◆ **WHAT IS NEEDED**: Please write out the data that follows, word for word.

** PROVIDED INFORMATION follows **

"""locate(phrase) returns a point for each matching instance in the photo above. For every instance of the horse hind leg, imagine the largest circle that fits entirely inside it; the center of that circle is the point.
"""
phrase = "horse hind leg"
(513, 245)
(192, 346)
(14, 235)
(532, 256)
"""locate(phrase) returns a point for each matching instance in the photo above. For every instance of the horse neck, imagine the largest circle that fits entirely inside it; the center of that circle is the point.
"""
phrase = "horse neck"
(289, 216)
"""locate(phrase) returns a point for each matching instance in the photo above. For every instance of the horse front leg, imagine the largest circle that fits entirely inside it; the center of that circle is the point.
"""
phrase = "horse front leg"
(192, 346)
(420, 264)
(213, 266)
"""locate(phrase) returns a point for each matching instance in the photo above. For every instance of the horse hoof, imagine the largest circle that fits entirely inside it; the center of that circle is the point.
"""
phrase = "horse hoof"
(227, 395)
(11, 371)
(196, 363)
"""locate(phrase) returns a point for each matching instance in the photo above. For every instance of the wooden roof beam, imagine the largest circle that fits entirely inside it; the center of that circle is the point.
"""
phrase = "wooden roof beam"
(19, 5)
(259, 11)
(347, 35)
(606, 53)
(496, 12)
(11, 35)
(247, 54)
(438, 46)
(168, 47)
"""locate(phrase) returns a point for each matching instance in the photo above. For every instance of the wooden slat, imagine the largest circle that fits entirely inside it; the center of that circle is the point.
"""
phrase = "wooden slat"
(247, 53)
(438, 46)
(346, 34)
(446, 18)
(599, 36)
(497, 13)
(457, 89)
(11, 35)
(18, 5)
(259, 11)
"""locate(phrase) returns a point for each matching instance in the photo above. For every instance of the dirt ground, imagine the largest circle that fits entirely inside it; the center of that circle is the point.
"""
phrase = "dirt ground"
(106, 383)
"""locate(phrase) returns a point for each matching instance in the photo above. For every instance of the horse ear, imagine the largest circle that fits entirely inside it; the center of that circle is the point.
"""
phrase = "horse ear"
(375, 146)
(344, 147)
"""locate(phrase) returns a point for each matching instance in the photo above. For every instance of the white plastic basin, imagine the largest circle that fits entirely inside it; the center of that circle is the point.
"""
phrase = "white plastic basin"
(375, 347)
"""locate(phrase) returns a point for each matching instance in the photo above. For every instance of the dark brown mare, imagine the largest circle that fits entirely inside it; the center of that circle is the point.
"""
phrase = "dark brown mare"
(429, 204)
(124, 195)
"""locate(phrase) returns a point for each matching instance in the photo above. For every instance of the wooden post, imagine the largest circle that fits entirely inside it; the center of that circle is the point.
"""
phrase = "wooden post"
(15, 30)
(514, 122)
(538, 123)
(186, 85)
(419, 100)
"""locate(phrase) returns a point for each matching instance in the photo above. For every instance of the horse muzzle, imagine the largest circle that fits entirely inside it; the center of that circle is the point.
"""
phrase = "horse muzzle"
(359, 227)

** End of PROVIDED INFORMATION **

◆ **SOLUTION**:
"""locate(phrase) returns a point for each matching instance in the photo above. For every instance of the horse hind leg, imagine the largest circle that fits entirely inside it; the center of that circle is the point.
"""
phrase = "horse hind leg"
(513, 245)
(192, 346)
(14, 235)
(532, 256)
"""locate(phrase) returns a point for each matching instance in the photo above. For every instance of the horse neck, imagine the largest circle that fits entirely inside it; the center of that circle is the point.
"""
phrase = "horse neck"
(289, 216)
"""locate(phrase) returns a point for each matching instance in the photo above. For every instance of the horse front leg, imagine the largest circle that fits entirely inside it; the center of that circle is the point.
"""
phrase = "horse front leg"
(192, 346)
(420, 264)
(213, 266)
"""locate(phrase) returns a point for each matching instance in the photo above. For every instance of the horse hoof, imagine the largest circle that fits entirely inside it; the center of that circle is the point.
"""
phrase = "horse hoof"
(227, 395)
(11, 371)
(196, 363)
"""locate(phrase) returns a point for each matching instance in the photo above. For every instance of the wooden roof beam, imagine the largest circle that fits entirely inside it; the center of that circle is the point.
"""
phrase = "wooden roof beam"
(19, 5)
(259, 11)
(347, 35)
(606, 53)
(496, 12)
(11, 35)
(247, 54)
(438, 46)
(168, 47)
"""locate(phrase) returns a point for each matching instance in the photo above. For every instance of the wooden slat, imagine the largest circle that fits entirely inside it; the center of that circle is the point.
"""
phrase = "wooden slat"
(247, 53)
(438, 46)
(346, 34)
(446, 18)
(599, 36)
(497, 13)
(457, 89)
(11, 35)
(18, 5)
(259, 11)
"""locate(phrase) returns a point for each matching instance in the photo above. For every instance of the dirt ground, imagine the largest circle that fits entirely inside it; the center of that circle is the point.
"""
phrase = "dirt ground"
(106, 383)
"""locate(phrase) returns a point for each matching instance in the photo above. For every instance of the horse ear, imagine the largest circle that fits entirely inside it; the center of that circle is the point.
"""
phrase = "horse ear"
(375, 146)
(344, 147)
"""locate(phrase) returns a point for each matching instance in the photo above. For every instance of the white plastic basin, imagine the largest circle that fits entirely inside it; the center of that circle is the point.
"""
phrase = "white plastic basin"
(375, 347)
"""locate(phrase) returns a point for each matching instance in the photo above. For every instance of the dark brown mare, imagine the largest circle that fits entirely inside it; the center of that circle is the point.
"""
phrase = "dark brown mare"
(429, 204)
(124, 195)
"""locate(phrase) returns a point for each matching instance in the photo above. For every instance of the wooden post, imagine the largest circle that fits entirely inside it; the center of that circle is the point.
"""
phrase = "wooden post"
(15, 30)
(514, 122)
(538, 123)
(186, 85)
(419, 100)
"""locate(phrase) returns a point for each matching instance in the photo above. For every instance of the horse muzzle, imagine the largest circle that fits entirely inside it; the center of that circle is the point.
"""
phrase = "horse muzzle"
(359, 227)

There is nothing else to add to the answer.